> _ENTRIES PROVIDED_:

_ _ _ _ _

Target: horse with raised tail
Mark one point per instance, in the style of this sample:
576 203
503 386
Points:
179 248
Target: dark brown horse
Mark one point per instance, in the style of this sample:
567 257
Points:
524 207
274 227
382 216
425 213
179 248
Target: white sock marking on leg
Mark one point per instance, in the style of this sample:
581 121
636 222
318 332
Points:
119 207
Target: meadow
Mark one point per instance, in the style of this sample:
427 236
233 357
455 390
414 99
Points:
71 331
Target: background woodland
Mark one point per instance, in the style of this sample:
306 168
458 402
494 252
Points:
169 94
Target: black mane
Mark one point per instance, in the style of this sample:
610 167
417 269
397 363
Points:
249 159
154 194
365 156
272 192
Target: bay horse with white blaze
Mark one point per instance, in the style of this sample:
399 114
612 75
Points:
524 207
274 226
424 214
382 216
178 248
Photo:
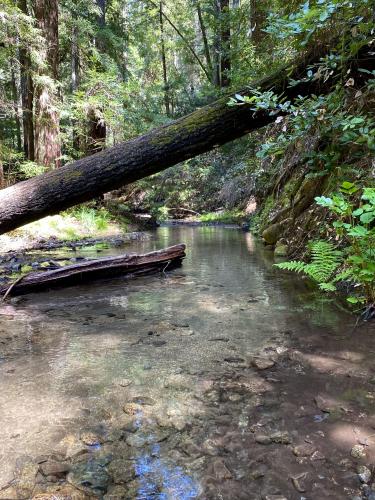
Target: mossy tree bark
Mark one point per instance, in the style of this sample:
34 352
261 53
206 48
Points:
157 150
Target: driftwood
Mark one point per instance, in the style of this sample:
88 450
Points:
189 136
133 264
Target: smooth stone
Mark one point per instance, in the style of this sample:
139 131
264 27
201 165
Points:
136 441
259 471
220 470
116 493
90 438
91 475
9 493
298 482
303 450
143 400
262 363
52 468
60 492
263 439
323 404
25 476
123 382
364 473
121 471
358 451
281 437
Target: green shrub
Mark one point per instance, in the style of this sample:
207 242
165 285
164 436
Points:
354 226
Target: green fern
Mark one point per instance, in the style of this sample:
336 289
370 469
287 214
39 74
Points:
325 260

_ _ _ _ _

> _PROBLEM DESCRIPTION_:
Look through the material and copy each line that has "Target".

> _REPLY TO THE EXERCISE_:
Target: horse with raised tail
Target: dark brown horse
Target: white sock marking on leg
Target: meadow
Target: background woodland
Target: black mane
Target: bay horse with white blaze
Target: mossy tree bark
Target: driftwood
Target: smooth stone
Target: green shrub
Target: green fern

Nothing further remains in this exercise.